### DIRECTION 1
Return every line in the records below that contains the word "leaf".
─── EXCERPT TO READ
The Yale Center for British Art will host the first major exhibition to survey the tradition of marine painting that was inextricably linked to Britain’s rise to prominence as a maritime and imperial power and to position the genre at the heart of the burgeoning 18th-century British art world.

“Spreading Canvas: Eighteenth-Century British Marine Painting” opens Sept. 15 and will run through Dec. 4 at the center.

The demand for marine paintings, and the prints made after them, in the 18th century — from ship launches to shipwrecks and naval battles to serene coastal views  — reflects Britain’s dependence on the sea. In an age when Britain claimed to rule the waves, marine paintings found a new importance and helped the island nation tell its stories of triumph and disaster.

Naval officers commissioned artists to paint the battles in which they had fought and sometimes made their fortune. The exhibition will include annotated sketches and letters that reveal the ways in which officers often worked with artists to ensure that the details of events — the number of ships involved, the direction of the wind, the damage sustained to masts, spars, rigging, and sails at a given point in the action — were accurately depicted in the finished paintings. These were the conditions under which the British navy achieved its victories, and the paintings would represent these victories for posterity.

By including examples of the sketches, plans, and textual accounts that underlay the finished works, “Spreading Canvas” reveals the processes through which marine painters constructed depictions of highly complex events that had taken place over great distances and lengths of time.

Samuel Scott’s “Vice Admiral Sir George Anson’s Victory off Cape Finisterre” (1749), still in its original trophy frame, is one of a suite of paintings by the artist that depicts events in the illustrious career of Admiral George Anson. It includes a wealth of visual detail that convinces the viewer of its accuracy but also compresses the events of the action such that a narrative unfolding over several hours appears in a single, unified painting. This work of art will be included in a section of the exhibition inspired by a letter written by Anson’s wife, Lady Elizabeth Yorke Anson, to her sister-in-law. The letter describes the installation of objects at Shugborough, the house belonging to Anson’s elder brother: Scott’s paintings of Anson’s naval victories; the model of the “Centurion,” the ship in which Anson sailed around the world in 1740-1744; and a set of prints, published in 1748, which illustrate the account of Anson’s voyage.

Tthe exhibition will reconstruct the full array of representational modes — pictorial, planimetric, narrative, and plastic — that were deployed throughout the century to represent the maritime exploits of the nation. Moreover, Shugborough not only provides a rare example of the ways in which marine paintings were displayed in domestic settings, but also highlights the frequent role played by naval wives, specifically in the commissioning and display of marine paintings and in the promotion of their husbands’ reputations.

The exhibition will be arranged in thematic sections within a broadly chronological framework. It will begin with the arrival in England of the Willem van de Veldes (father and son), the Dutch painters who were given a studio at the Queen’s House in Greenwich and paid to depict “sea fights.” Having sailed with the Dutch fleet to make drawings and then paintings of the sea battles of the first and second Anglo-Dutch wars, the Van de Veldes produced views of the third Anglo-Dutch War, such as “Sea Battle of the Anglo-Dutch Wars” (ca. 1700), for British royal and naval patrons.
──────
### DIRECTION 2
Write the next part of the article above about the British marine painting exhibition, starting after its last sentence.
─── GIVEN INFORMATION
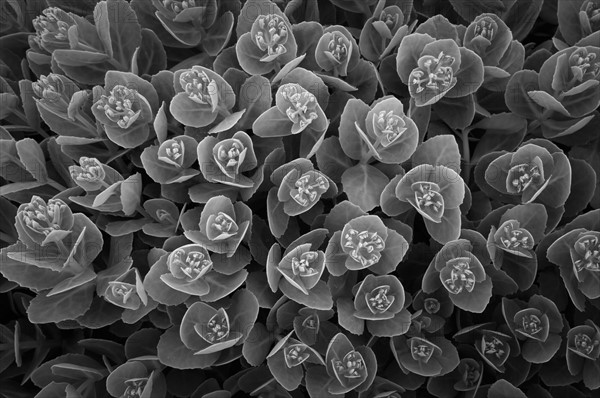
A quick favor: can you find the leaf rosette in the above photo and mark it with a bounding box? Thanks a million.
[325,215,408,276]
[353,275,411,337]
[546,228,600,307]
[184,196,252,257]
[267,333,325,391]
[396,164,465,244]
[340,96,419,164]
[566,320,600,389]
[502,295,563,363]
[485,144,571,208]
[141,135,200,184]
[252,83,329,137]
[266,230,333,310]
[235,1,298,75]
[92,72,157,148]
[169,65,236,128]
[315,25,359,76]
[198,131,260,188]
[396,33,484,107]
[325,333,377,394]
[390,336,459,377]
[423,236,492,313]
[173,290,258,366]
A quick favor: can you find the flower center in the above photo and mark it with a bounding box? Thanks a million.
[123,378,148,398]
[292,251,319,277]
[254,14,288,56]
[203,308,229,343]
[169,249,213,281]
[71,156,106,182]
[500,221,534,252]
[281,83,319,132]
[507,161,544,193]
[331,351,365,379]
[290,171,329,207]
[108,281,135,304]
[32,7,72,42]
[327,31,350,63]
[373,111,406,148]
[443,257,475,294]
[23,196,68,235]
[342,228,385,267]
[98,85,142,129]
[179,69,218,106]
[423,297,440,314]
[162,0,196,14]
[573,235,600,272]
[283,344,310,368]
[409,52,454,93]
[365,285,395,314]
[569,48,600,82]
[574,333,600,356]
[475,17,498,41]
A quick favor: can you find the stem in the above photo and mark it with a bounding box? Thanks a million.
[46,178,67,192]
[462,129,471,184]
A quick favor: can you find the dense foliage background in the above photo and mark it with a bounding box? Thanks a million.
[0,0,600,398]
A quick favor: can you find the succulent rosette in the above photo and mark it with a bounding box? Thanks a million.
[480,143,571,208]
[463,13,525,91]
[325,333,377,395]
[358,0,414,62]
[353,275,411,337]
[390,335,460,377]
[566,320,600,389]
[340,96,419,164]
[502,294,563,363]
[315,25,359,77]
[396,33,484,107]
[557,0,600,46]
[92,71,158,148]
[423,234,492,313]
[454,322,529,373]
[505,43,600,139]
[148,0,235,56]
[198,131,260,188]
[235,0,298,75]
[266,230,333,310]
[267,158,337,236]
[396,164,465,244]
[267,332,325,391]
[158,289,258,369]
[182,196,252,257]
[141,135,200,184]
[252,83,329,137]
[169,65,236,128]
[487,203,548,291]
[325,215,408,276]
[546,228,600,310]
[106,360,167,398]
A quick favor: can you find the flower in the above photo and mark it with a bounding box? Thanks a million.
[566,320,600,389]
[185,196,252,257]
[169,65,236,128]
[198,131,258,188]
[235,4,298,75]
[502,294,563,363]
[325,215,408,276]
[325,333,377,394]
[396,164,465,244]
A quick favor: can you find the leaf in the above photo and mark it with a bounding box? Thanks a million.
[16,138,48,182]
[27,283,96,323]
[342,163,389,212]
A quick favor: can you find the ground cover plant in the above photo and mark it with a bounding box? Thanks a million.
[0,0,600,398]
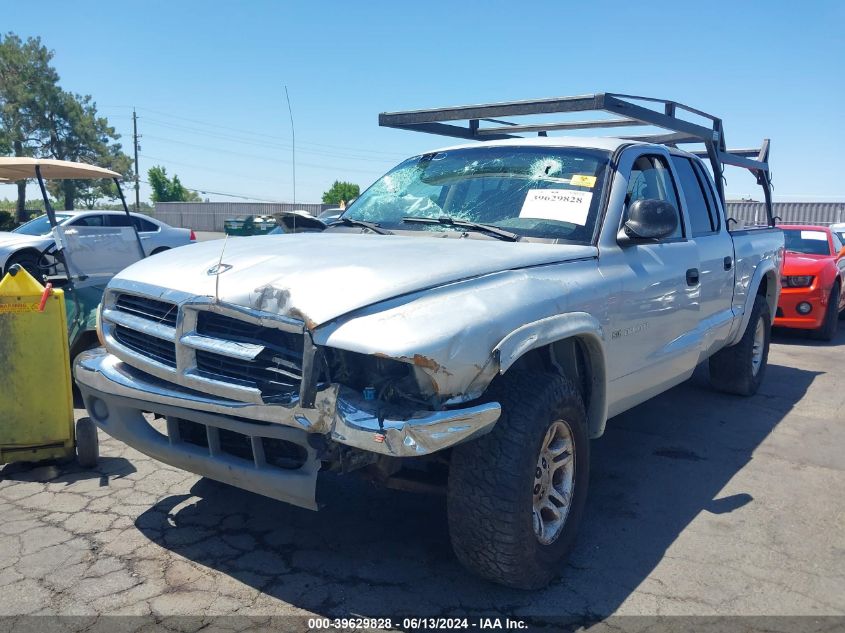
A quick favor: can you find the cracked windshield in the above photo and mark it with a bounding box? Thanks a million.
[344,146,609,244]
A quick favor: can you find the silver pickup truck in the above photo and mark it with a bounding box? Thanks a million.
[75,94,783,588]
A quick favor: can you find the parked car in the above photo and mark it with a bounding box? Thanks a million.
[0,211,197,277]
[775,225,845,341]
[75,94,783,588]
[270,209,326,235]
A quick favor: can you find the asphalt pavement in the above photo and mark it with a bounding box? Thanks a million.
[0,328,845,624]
──────
### FINAL ANSWER 1
A quick favor: can you find the leaf rosette in the above photo and mark it with a bounding box? Thanks a million.
A quick favor: can you find the leaf in the above photo and mark it with a bounding box? Thanks a million.

### FINAL ANSWER 2
In the early 18th century, the prolific oeuvre of the Van de Velde studio — their hundreds of drawings, in particular, but also prints after their paintings — were collected and used as models by British artists. Marine painters such as Peter Monamy, Charles Brooking, and Samuel Scott were central to the art world that included William Hogarth, Thomas Gainsborough, and Richard Wilson; their works were shown together at the first public displays of art in London, in the 1740s, and at the first public exhibitions in the 1760s. Scott’s “The Thames and the Tower of London” (1771) will be shown alongside selections from a series of his large sketches made along the river. His connection with Hogarth is demonstrated in an illustration from “The Five Days’ Peregrination,” which recounts a rowdy outing taken by the two artists and their friends. The illustration shows Scott sketching ships at anchor in the river while his companions converse.

“Spreading Canvas” also examines the interest of artists and the public in views of British coastlines, the first line of defense for an island nation, and of colonial and imperial forts and settlements. Charles Brooking’s “Shipping in the English Channel” (ca. 1755) is both a celebration of British sea power and trade in a location of geopolitical significance, and an evocation of early morning light and atmosphere.

The exhibition concludes with marine painters’ responses to the artistic revolutions of the 1790s, in which early modern ways of depicting and knowing became eclipsed by new modes of representation and exhibition. These included the panorama and other forms of large-scale, popular scenic entertainment; public exhibitions devoted to single works of art; and the arrival on the scene of J. M. W. Turner, who in responding to his British contemporaries and his Dutch predecessors, explored new ways of engaging artistically with the sea.

Drawn primarily from the collections of the Yale Center for British Art and augmented by loans, “Spreading Canvas” will demonstrate that marine painting was both ubiquitous and fundamental to 18th-century British culture.

“Spreading Canvas: Eighteenth-Century British Marine Painting” is organized by the Yale Center for British Art and curated by Eleanor Hughes, deputy director for art & program at the Walters Art Museum. The organizing curator at the center is Matthew Hargraves, chief curator of art collections and head of collections information and access.

The exhibition will be accompanied by a fully illustrated book, edited by Hughes and containing essays by Richard Johns, Sarah Monks, Geoff Quilley, Christine Riding, and Catherine Roach. The volume will be published by the Yale Center for British Art in association with Yale University Press.

The Yale Center for British Art, located at 1080 Chapel St., is open 10 a.m.-5 p.m. Tuesday-Saturday, and noon-5 p.m. on Sunday. Admission is free.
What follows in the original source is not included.